Фрагмент текста |
· · · · · · ·

Наивность и простодушие, которые у многих в современной словесности маркируются позитивно, Сорокин сочетает с насилием, жестокостью, тотальным контролем.
Его роман это прогноз, в котором много фатального и почти отсутствует момент предостережения. Сорокину чужда логика искренней идейной борьбы с роком истории, с социальным безумием. Он просто не имеет этого ресурса в своем арсенале (в отличие от Пелевина, который по крайней мере пытается такую возможность нащупать). Нет у него, пожалуй, и претензий на философичность, которые слишком часто приводят (Быкова, например) к мысли о круговороте российской истории, где ничто не ново и все повторяется. Но за счет яркости деталей роман выигрывает у многих других вещей в популярных жанрах антиутопии и параллельной истории. Складывается ощущение, что Сорокина схватила и зачаровала изображенная им перспектива и он транслирует свои видéния как некий медиум.
Кто ответит будущему и вечности в литературе минувшего года? Что в ней останется, что уйдет? Мы знаем не все, и можем только предполагать. Но если делиться личными ощущениями, то я назову несколько авторов, упомянутых в этом обзоре, и попробую дать формулу главного смысла, которая мне показалась убедительной.
Малецкий. Редкостный опыт фиксации экзистенциального прорыва на пороге небытия.
Пелевин. Умная попытка интеллектуального обобщения исторической ситуации в форме притчевого гротеска.
Маканин. Максимально чуткое сканирование текущего момента.
Вяльцев. История нашего современника как путь духовного роста.
Сорокин. Жутковато-убедительный сон о будущем.
Я ошибся? Угадал? Посмотрим. […]
2007. № 4 (134)
4. Обыкновенный цинизм
Цинизм заключается в видении вещей такими, каковы они есть, а не такими, как они должны были быть.
Оскар Уайльд
Вечное искушение, против которого я непрестанно веду изнурительную борьбу, — цинизм.
Альбер Камю
1. Слотердайк как наше всё
В 2009 году в России была переиздана книга Петера Слотердайка «Критика цинического разума». Вышедшая в Германии в 1983 году, у нас она была переведена и издана впервые в самом начале нового века. И вот снова. Возможно, то, что два издания этого философского бестселлера закольцевали собой «нулевые» годы, это симптом. Знак. Актуальный текст.
Слотердайк проницательно характеризует современность как время почти тотального, самовоспроизводящегося цинизма — состояния мира и человеческой души в отсутствие идеалов и ценностей, в ситуации уже не утраты веры, а привычного безверья. Таково простейшее определение современного духовного упадка. […]
Современный цинизм интеллектуально оснащен, искушен и злопамятен, «постидеологичен». Это просвещенное сознание. Но его свет безжалостен и смертелен. Циник нашего времени знает о жизни всё, он менее всего слепой агент социальных отношений. Он хранит опыт обманов и разуверений. Ему смешны иллюзии, простодушие и наив. Он не ловится на крючок демагогии, не покупается на риторику и пафос. Нет, циник не верит ни в какие истины и ни в какие фетиши. Точнее, для него все истины суть фетиши, идолы, требующие жертв.

· · · · · · ·

Выдержка из данных |
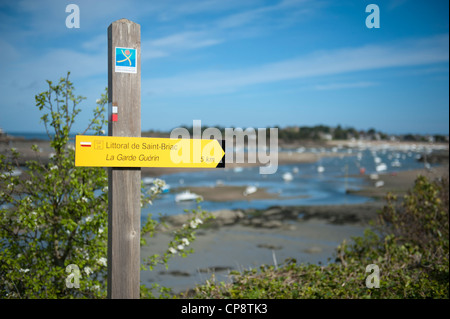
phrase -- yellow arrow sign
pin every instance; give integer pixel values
(115, 151)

· · · · · · ·

Что сделать |
Ответьте, пожалуйста: в каком году, согласно фрагменту текста, книгу Петера Слотердайка «Критика цинического разума» переиздали в России? Список никак не связан с фрагментом текста.

Результат выполнения |
В 2009 году.